• [TASK TO COMPLETE]:
Could you reproduce every record below exactly as it stands?

• [GIVEN DATA]:
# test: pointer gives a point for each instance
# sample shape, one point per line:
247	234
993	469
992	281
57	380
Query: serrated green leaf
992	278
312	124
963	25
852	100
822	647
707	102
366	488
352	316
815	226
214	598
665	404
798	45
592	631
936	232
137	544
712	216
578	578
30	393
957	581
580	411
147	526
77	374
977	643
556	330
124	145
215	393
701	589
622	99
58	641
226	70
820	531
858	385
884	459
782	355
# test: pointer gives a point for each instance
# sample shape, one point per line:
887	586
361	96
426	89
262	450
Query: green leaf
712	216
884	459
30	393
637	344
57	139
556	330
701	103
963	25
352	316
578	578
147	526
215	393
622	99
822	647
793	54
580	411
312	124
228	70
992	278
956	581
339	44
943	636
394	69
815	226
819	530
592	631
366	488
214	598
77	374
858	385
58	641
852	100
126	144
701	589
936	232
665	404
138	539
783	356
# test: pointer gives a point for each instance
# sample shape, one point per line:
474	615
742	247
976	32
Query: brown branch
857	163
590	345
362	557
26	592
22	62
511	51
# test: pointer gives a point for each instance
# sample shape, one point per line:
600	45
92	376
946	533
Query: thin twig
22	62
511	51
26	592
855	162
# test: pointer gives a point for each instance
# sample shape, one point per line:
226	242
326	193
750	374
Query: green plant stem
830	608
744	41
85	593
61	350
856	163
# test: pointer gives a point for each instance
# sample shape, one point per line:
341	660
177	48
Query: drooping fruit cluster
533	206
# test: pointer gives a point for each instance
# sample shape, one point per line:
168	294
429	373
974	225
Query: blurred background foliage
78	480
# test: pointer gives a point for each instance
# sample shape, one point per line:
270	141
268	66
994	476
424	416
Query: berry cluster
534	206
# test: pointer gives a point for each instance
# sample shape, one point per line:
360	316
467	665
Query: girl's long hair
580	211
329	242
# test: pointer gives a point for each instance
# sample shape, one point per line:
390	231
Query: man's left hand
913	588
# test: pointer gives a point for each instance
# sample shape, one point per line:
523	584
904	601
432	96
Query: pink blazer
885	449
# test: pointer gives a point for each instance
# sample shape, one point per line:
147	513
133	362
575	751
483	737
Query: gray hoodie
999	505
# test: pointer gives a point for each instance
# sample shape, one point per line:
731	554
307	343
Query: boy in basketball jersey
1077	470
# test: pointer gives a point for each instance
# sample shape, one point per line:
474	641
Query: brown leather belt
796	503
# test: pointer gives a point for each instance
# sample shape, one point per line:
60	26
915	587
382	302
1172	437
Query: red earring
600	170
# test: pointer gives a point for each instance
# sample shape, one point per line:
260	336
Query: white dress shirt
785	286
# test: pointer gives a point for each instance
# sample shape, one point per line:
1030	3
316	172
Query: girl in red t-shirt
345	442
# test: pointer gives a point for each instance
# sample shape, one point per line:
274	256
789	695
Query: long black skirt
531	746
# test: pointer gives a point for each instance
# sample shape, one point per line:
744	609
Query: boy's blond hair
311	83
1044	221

• [ANSWER TO THIS EXERCISE]:
# test: pointer gives a point for each instance
# sample shape, one point per line:
247	234
993	469
992	281
57	380
Query: serrated green leaf
992	278
312	124
963	25
852	100
822	647
707	102
366	488
352	316
815	226
214	598
665	404
798	45
592	631
936	232
137	544
712	216
578	578
30	393
957	581
580	411
147	526
77	374
977	643
556	330
124	145
215	393
701	589
622	99
58	641
226	70
820	531
858	385
884	459
782	355
# test: pointer gives a point for each instance
# sample shape, one point per line:
887	586
361	96
426	89
262	450
Query: green leaf
712	216
884	459
30	393
637	344
57	139
556	330
701	103
963	25
352	316
578	578
147	526
215	393
622	99
822	647
793	54
580	411
312	124
228	70
992	278
956	581
339	44
943	636
394	69
815	226
819	530
592	631
366	488
214	598
77	374
858	385
58	641
852	100
126	144
701	589
936	232
665	404
138	539
783	356
# test: pointer gives a point for each instance
# sample shape, one point per line:
474	615
742	247
976	32
Query: brown branch
857	163
590	345
362	557
26	592
22	62
511	51
# test: pointer gives a point for each instance
# sample shape, one point per line:
600	45
92	376
946	533
Query: thin twig
22	62
511	51
26	592
855	162
# test: pointer gives a point for each instance
# sample shape, one point per line:
226	242
326	193
750	374
Query: green plant stem
830	608
744	41
85	593
61	350
856	163
# test: pointer gives a point for each instance
# sample shape, one point per line:
341	660
177	48
Query: drooping fruit cluster
533	206
# test: pointer gives a point for each instance
# sample shape, one point per line:
168	294
429	373
974	225
Query: blurred background foliage
78	480
# test: pointer gives a point for each instance
# sample shape, one point per line:
270	141
268	66
994	476
424	416
Query: berry cluster
534	206
# test: pointer gives a point for each instance
# sample shape, one point per line:
360	316
467	665
Query: girl's long hair
580	211
329	242
# test: pointer gives a point for each instance
# sample shape, one point per line:
390	231
Query: man's left hand
913	588
# test: pointer gives a point for each instance
# sample shape, one point per line:
523	584
904	601
432	96
Query: pink blazer
885	449
# test: pointer gives a point for each instance
# sample shape, one point per line:
147	513
133	362
575	751
483	737
Query: gray hoodie
999	505
# test: pointer gives a point for each instance
# sample shape, one point per line:
731	554
307	343
Query: boy in basketball jersey
1077	470
# test: pointer gives a point for each instance
# sample shape, one point per line:
474	641
Query: brown leather belt
796	503
# test: pointer gives a point for each instance
# sample shape, one point per line:
60	26
915	587
382	302
1172	437
Query: red earring
600	170
# test: pointer gives a point for each instance
# sample shape, one point per line:
260	336
Query: white dress shirt
785	286
# test: pointer gives a point for each instance
# sample shape, one point per line:
1030	3
316	172
Query: girl in red t-shirt
345	442
# test: pointer gives a point for each instance
# sample shape, one point per line:
274	256
789	695
Query: long black skirt
531	746
# test: pointer gives a point for each instance
# sample shape, one point per line:
744	609
Query: boy's blond hair
311	83
1044	221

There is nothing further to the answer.